INSTRUCTIONS TO FOLLOW. Pull each line containing "window" from the data.

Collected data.
··········

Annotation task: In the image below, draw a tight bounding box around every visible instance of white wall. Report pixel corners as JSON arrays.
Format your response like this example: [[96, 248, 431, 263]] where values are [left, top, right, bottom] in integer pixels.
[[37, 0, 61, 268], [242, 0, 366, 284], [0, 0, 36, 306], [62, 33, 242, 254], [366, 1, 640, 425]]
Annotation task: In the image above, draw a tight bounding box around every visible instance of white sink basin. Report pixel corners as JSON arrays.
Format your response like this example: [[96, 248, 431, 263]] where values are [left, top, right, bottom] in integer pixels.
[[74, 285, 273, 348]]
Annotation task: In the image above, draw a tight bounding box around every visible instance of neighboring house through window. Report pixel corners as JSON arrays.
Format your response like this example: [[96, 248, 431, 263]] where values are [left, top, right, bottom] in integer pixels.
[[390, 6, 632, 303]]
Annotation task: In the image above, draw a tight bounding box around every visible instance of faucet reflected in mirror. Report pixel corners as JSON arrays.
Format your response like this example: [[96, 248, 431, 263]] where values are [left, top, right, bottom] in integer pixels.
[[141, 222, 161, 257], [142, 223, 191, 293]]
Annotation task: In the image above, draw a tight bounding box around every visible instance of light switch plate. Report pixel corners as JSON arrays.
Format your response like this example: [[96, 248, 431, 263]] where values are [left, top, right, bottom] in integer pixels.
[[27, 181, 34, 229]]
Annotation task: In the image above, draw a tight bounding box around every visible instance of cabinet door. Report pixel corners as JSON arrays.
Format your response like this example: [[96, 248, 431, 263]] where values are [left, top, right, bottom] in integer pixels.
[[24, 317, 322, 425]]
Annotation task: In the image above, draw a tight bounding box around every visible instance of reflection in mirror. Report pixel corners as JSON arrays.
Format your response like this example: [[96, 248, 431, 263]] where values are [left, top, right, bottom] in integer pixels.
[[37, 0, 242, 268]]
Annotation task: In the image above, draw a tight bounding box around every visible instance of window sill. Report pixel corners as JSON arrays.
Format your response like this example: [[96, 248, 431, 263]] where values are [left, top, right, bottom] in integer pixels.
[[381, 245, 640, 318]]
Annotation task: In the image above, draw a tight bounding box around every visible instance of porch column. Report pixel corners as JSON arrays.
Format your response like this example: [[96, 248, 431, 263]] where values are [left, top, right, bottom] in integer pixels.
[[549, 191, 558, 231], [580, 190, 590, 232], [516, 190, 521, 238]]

··········

RESPONSE BELOW.
Annotation task: In the image above, draw a tight bounding box around every visible instance of neighboring house through window. Report pixel corners as JSON arrays.
Annotation task: In the image above, draw a tight bounding box around every visible instance of window sill. Report pixel corners as JSON arrays.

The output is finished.